Text:
Comet Collisions Produce 'Cosmic Factory' Needed to Create Life
Amino acids are essentially the building blocks of life and scientists have recently learnt there is a "cosmic factory" that produce these acids in our solar system, according to a new report.
New research published today in the journal Nature Geoscience on Monday, reports that residue from the impact contained amino acids including glycine, alanine and isovaline.
The new discovery suggests the process provides another piece to the puzzle of how life was kick-started on Earth, after a period of time between 4.5 and 3.8 billion years ago when the planet had been bombarded by comets and meteorites.
"Our work shows that the basic building blocks of life can be assembled anywhere in the Solar System and perhaps beyond. However, the catch is that these building blocks need the right conditions in order for life to flourish. Excitingly, our study widens the scope for where these important ingredients may be formed in the Solar System and adds another piece to the puzzle of how life on our planet took root," said Dr Zita Martins, co-author of the paper from the Department of Earth Science and Engineering at Imperial College London according to the statement.

Record set:

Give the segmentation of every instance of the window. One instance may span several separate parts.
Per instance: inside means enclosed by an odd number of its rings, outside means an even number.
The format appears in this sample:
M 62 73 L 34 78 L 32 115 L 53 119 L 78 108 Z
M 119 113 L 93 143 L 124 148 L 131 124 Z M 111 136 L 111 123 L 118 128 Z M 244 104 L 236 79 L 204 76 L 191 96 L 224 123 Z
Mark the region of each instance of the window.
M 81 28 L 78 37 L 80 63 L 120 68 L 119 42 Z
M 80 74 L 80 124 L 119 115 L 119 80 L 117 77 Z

---

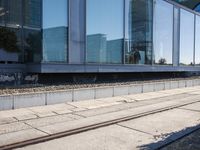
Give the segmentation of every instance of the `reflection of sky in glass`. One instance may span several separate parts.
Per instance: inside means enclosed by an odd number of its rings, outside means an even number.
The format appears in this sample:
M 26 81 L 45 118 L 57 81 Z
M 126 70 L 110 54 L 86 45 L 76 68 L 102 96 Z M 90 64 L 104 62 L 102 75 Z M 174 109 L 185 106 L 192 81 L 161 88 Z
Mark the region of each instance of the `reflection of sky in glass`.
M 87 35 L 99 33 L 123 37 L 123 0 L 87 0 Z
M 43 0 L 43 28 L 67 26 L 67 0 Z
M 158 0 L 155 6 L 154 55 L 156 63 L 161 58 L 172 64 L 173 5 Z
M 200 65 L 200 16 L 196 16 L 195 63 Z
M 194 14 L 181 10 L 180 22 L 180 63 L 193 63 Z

---

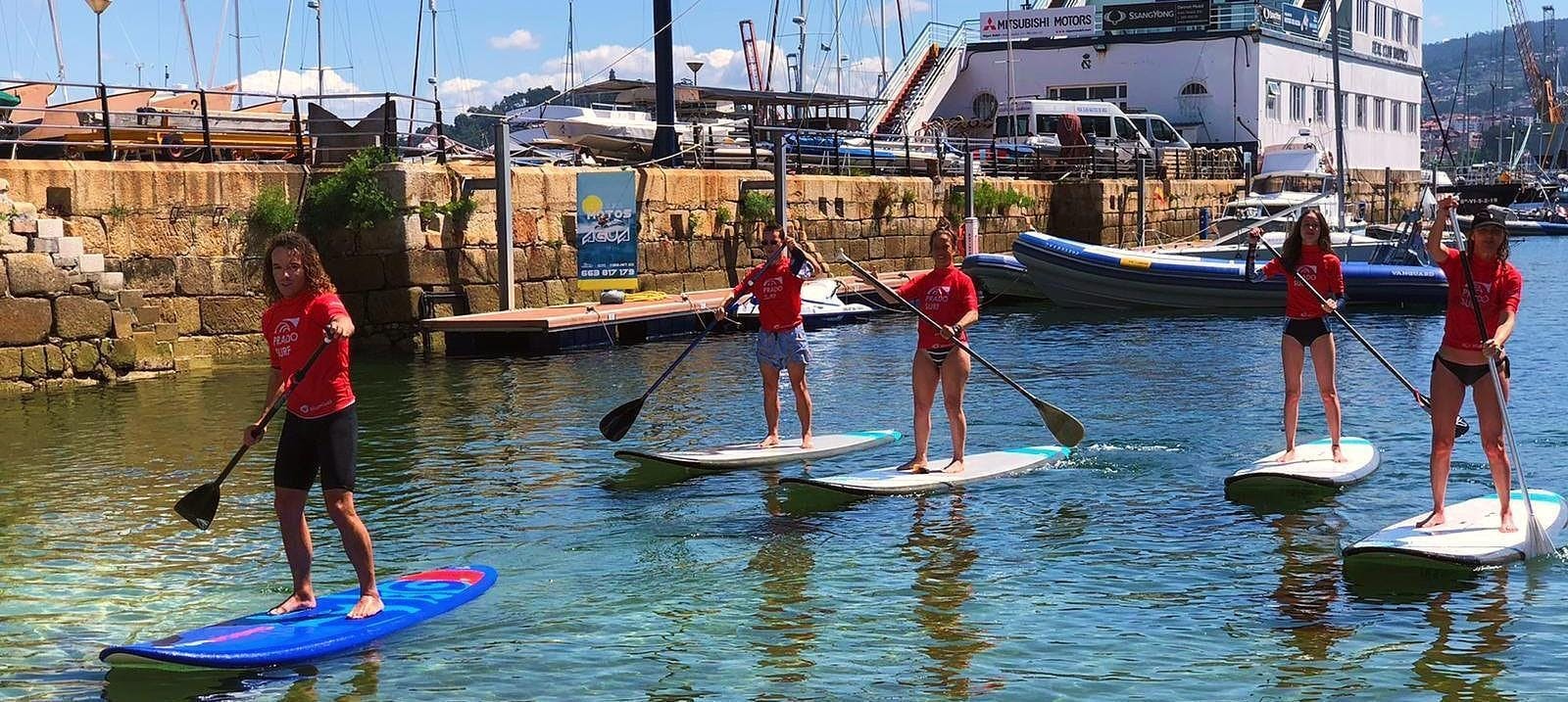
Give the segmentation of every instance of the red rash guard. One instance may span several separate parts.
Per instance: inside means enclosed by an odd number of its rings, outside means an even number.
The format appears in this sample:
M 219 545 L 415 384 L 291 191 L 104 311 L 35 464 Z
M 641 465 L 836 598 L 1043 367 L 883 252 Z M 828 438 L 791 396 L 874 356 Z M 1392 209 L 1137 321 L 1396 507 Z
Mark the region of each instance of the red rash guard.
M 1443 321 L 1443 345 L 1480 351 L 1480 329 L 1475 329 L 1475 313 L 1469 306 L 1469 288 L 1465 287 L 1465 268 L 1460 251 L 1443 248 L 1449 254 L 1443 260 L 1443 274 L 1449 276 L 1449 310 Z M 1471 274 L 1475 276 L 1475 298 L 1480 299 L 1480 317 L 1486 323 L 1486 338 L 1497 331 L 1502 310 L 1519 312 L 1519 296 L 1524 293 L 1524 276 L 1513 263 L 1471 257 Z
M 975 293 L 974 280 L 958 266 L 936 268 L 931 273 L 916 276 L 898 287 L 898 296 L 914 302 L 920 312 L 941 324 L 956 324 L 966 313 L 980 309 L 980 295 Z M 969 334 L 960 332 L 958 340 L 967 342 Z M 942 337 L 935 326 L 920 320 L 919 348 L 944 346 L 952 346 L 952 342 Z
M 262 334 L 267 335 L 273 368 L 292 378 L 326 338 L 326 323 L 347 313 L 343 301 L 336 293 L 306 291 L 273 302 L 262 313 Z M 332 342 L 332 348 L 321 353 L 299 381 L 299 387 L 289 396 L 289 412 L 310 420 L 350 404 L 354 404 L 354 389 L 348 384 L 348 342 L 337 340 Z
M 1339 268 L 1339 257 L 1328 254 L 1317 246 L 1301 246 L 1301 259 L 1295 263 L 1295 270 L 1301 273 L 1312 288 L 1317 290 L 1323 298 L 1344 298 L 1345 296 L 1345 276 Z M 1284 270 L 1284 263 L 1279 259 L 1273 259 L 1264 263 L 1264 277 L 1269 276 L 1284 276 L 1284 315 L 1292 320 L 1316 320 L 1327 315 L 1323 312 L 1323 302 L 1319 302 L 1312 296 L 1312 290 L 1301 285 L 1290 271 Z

List of tasks:
- a) Which amino acids does the text on comet collisions name? List all of them.
- b) Extend the article on comet collisions and amino acids, starting after its final sentence.
You don't need the entries for anything here.

Responses to the exercise:
- a) glycine, alanine, isovaline

- b)
According to the research paper, the abundance of ice on the lunar surfaces of Saturn's Enceladus and Jupiter's Europa could provide the ideal environment for amino acid production when meteorites impact their surfaces.
Co-author Mark Price, from the University of Kent, said in a statement, "This process demonstrates a very simple mechanism whereby we can go from a mix of simple molecules, such as water and carbon-dioxide ice, to a more complicated molecule, such as an amino acid. This is the first step towards life. The next step is to work out how to go from an amino acid to even more complex molecules such as proteins."
The new data supports the significance of future space missions to these moons to hunt for signs of life.